**** Source passage ****

New Hampshire’s recent gains also complicate the politics in a subtle way. When deaths are falling, it becomes easier for budget writers to argue that the crisis is receding and that existing funding is sufficient. Treatment professionals push back hard on that logic. They point out that the decline is fragile, that fentanyl remains widespread, and that the workforce shortages straining the system have not gone away. The progress, in their telling, is a reason to invest, not a reason to coast. The state’s experience is a useful reminder that overdose numbers can move quickly in either direction, which is the same dynamic that has shaped New Hampshire’s broader fights over Medicaid funding and the future of its health care system.

The Broader New Hampshire Context

The Turn the Tide Act is only one front in a long-running effort to repair the damage the opioid epidemic did to New Hampshire communities. The state has also pursued accountability through the courts, securing tens of millions of dollars in settlement money from companies that helped fuel the crisis, including in the Purdue Pharma opioid settlement that directed roughly $30 million to New Hampshire. That settlement money and federal grant money are meant to work together, with one funding stream rebuilding treatment capacity while the other holds bad actors responsible. Federal investment of the scale Shaheen and Hassan are proposing would dwarf the settlement dollars and give the state a far more predictable base to plan around.

**** Raw data ****

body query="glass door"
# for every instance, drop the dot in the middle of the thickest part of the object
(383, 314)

****

Assignment: Copy the passage about New Hampshire's opioid crisis, starting at the words "New Hampshire’s recent" and ending after "health care system.", and swap "budget writers" for "legislators" throughout. Rely only on the passage about New Hampshire's opioid crisis.

Solution to the problem:
New Hampshire’s recent gains also complicate the politics in a subtle way. When deaths are falling, it becomes easier for legislators to argue that the crisis is receding and that existing funding is sufficient. Treatment professionals push back hard on that logic. They point out that the decline is fragile, that fentanyl remains widespread, and that the workforce shortages straining the system have not gone away. The progress, in their telling, is a reason to invest, not a reason to coast. The state’s experience is a useful reminder that overdose numbers can move quickly in either direction, which is the same dynamic that has shaped New Hampshire’s broader fights over Medicaid funding and the future of its health care system.